WHAT YOU ARE ASKED TO DO
According to the article on Fried's run for governor, by about what margin has Crist outraised her this year?

EXTRACT
- - -
Sometimes her independent streak can get her into trouble. On the day she announced her department was suing the Biden administration on behalf of gun-buying medical marijuana patients, Annette Taddeo, who was then Fried’s opponent in the governor’s race, derisively tweeted, “I’ve never sued the Biden administration.”

Howell, Fried’s vice president at UF, said she has always been this way.

“The first thing that she does is she tries to gather everybody together,” Howell said. “Sometimes it can be cumbersome, sometimes it can be messy, sometimes you get some negative press. But I think it’s a valid approach to democracy.”

Her biggest test yet?

A question hangs over Fried’s campaign, the same one that nagged at her during the years she spent waiting to run for the UF student presidency. What if this isn’t her time?

Unlike her opponent, Crist, a former governor who led as a Republican and is as close to a household name as one can get in Florida Democratic politics, Fried doesn’t have decades of relationships to fall back on. Crist first ran for statewide office in 1998, while Fried was still in college. He’s earned the lion’s share of endorsements, and fundraising dollars, in what has so far been a quiet primary.

With just weeks until Election Day, there are signs Fried’s campaign is lagging: Crist has outraised her nearly 3-to-1 this year. In this sprawling state, where expensive television advertisements are a key stage for politicians, money is paramount.

Fried’s campaign has been quick to point out Crist’s political liabilities. As governor, he appointed three of the conservative judges on the Florida Supreme Court. He’s shifted from conservative to progressive positions on numerous issues, including same-sex marriage. And if he loses this race, it will be his fourth statewide defeat.

Fried believes she can beat DeSantis — a popular incumbent governor who raised more money during one week of July than Fried has her entire campaign — because, she believes, she makes him personally uncomfortable.

In her run for governor, Fried has become a bellicose anti-DeSantis voice on social media. In various tweets, she’s called him “dictator Karen” for opposing marijuana legalization and said he is an “a--hole.”
- - -
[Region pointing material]
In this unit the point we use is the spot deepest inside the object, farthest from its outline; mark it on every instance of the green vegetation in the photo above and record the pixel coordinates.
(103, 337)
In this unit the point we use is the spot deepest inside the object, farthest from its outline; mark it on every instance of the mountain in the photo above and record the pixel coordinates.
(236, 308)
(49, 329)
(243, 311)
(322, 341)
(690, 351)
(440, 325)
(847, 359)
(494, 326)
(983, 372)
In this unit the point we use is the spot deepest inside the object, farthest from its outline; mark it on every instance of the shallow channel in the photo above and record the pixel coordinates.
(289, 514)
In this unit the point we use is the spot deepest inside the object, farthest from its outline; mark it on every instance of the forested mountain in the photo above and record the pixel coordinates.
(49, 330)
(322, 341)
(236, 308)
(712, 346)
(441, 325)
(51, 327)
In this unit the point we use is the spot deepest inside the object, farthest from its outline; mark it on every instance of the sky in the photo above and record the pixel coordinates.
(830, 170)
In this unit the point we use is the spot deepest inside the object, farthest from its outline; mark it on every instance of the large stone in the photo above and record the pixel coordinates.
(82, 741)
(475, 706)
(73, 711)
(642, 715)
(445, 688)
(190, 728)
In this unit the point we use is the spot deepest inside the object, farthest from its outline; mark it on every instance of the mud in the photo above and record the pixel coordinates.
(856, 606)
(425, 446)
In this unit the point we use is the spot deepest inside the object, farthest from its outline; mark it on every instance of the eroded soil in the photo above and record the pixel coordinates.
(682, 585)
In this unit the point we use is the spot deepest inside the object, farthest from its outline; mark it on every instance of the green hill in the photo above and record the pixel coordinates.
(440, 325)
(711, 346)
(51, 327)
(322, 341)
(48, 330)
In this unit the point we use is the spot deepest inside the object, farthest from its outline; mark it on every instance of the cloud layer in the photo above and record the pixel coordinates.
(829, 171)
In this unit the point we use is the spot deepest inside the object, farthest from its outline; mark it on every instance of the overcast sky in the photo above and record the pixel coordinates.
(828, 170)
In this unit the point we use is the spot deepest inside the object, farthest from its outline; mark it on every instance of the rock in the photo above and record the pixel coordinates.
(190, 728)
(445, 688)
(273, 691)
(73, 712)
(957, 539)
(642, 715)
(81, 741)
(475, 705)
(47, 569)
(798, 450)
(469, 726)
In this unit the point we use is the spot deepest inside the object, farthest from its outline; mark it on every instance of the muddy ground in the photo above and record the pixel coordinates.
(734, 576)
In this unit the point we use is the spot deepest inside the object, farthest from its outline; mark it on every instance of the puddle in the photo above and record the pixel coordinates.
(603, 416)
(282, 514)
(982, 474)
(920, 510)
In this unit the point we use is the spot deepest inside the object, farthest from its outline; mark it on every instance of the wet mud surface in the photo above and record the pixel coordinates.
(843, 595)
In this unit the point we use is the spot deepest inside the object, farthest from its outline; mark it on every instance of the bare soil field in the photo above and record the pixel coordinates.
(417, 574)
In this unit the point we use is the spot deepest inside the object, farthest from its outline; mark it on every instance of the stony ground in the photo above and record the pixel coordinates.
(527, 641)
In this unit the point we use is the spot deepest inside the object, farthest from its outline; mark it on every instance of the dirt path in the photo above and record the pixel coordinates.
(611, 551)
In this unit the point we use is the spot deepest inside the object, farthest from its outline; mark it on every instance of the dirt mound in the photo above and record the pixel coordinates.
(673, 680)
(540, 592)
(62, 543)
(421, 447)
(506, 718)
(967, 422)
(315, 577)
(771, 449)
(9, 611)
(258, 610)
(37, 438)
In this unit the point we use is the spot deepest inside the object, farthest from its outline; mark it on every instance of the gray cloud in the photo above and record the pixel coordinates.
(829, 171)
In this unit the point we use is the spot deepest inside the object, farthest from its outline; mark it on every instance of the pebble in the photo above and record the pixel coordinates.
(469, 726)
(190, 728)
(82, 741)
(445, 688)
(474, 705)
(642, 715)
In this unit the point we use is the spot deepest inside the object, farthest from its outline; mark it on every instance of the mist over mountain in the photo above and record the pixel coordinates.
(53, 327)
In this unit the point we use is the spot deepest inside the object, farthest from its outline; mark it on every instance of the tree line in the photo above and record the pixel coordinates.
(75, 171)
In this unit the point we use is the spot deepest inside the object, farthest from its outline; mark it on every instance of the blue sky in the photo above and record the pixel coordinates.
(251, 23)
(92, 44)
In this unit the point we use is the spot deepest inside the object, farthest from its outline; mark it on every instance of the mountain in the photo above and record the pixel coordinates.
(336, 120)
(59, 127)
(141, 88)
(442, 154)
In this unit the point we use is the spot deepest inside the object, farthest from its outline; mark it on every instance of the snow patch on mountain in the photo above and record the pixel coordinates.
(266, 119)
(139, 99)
- - -
SOLUTION
Nearly 3-to-1.